_Problem to work on_
Every entry below should be printed exactly.

Referring expression pointing data
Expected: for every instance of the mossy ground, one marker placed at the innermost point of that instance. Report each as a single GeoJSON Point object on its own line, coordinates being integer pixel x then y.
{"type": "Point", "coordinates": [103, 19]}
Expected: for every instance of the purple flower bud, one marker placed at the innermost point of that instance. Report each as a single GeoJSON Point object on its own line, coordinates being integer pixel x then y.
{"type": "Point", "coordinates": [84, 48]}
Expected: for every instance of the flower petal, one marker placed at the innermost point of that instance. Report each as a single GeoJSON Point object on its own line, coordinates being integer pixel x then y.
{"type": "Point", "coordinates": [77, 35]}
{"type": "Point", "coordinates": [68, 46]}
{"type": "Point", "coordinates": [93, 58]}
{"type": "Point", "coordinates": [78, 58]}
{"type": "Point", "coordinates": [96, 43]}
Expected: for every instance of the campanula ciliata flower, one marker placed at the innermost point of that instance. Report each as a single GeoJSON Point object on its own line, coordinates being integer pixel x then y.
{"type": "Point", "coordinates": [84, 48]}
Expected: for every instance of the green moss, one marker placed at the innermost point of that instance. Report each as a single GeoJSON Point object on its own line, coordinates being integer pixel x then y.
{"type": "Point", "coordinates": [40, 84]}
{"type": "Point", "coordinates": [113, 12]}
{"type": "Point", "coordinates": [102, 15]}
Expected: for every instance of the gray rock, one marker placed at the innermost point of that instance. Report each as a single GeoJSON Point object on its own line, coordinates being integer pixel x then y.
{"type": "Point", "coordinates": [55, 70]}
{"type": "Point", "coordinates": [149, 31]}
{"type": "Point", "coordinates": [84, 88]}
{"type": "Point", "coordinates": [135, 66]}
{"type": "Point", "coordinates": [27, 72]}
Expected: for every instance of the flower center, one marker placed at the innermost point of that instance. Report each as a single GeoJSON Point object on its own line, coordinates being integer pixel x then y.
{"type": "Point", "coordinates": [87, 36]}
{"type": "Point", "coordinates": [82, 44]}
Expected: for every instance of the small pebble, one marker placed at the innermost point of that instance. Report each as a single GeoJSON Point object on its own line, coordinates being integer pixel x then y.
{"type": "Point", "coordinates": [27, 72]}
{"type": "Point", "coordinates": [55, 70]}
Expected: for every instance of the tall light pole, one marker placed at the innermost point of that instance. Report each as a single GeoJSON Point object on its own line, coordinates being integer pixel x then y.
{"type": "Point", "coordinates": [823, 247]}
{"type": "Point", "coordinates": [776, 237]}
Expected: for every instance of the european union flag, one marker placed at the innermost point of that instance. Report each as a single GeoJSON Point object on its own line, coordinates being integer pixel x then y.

_Solution to this exercise_
Expected: for every instance of the mossy ground, one marker placed at the innermost point of that instance. Report each as a single GeoJSON Point object on its own line, coordinates being integer pixel x then y.
{"type": "Point", "coordinates": [103, 19]}
Expected: for every instance of the purple flower bud, one marker placed at the innermost point of that instance. Report each as a single GeoJSON Point object on its own line, coordinates being integer pixel x then y.
{"type": "Point", "coordinates": [84, 48]}
Expected: for every instance of the flower petal, one marker placed at the innermost point of that instance. Report each as a single GeoJSON Point object on its own line, coordinates being integer pixel x then y.
{"type": "Point", "coordinates": [77, 35]}
{"type": "Point", "coordinates": [68, 46]}
{"type": "Point", "coordinates": [93, 58]}
{"type": "Point", "coordinates": [78, 58]}
{"type": "Point", "coordinates": [96, 43]}
Expected: for every instance of the campanula ciliata flower, one marker placed at the innermost point of that instance. Report each as a single GeoJSON Point object on its own line, coordinates being integer pixel x then y.
{"type": "Point", "coordinates": [84, 48]}
Expected: for every instance of the green moss, one marker placed at the innermost point of that instance. Report each as a single GeoJSON Point object on its own line, coordinates being integer pixel x then y.
{"type": "Point", "coordinates": [40, 84]}
{"type": "Point", "coordinates": [113, 12]}
{"type": "Point", "coordinates": [102, 15]}
Expected: for every instance of the gray rock, one marker placed at the innermost point of that instance. Report each as a single GeoJSON Point object on its own line, coordinates being integer pixel x then y.
{"type": "Point", "coordinates": [55, 70]}
{"type": "Point", "coordinates": [149, 31]}
{"type": "Point", "coordinates": [84, 88]}
{"type": "Point", "coordinates": [135, 66]}
{"type": "Point", "coordinates": [27, 72]}
Expected: for every instance of the flower center, one marker placed at the innermost point of that instance. Report each as a single GeoJSON Point object on its own line, coordinates being integer pixel x then y.
{"type": "Point", "coordinates": [87, 36]}
{"type": "Point", "coordinates": [82, 44]}
Expected: for every instance of the small pebble, one marker placed at the innermost point of that instance. Report each as a single GeoJSON Point object on its own line, coordinates being integer pixel x then y.
{"type": "Point", "coordinates": [27, 72]}
{"type": "Point", "coordinates": [55, 70]}
Expected: for every instance of the tall light pole, one marker placed at the innermost point of that instance. Report each as a single GeoJSON Point object on its own line, coordinates being integer pixel x then y.
{"type": "Point", "coordinates": [823, 247]}
{"type": "Point", "coordinates": [776, 237]}
Expected: for every instance of the european union flag, one marker placed at the innermost point of that instance. Report each as a single GeoJSON Point object on its own line, coordinates being integer pixel x then y.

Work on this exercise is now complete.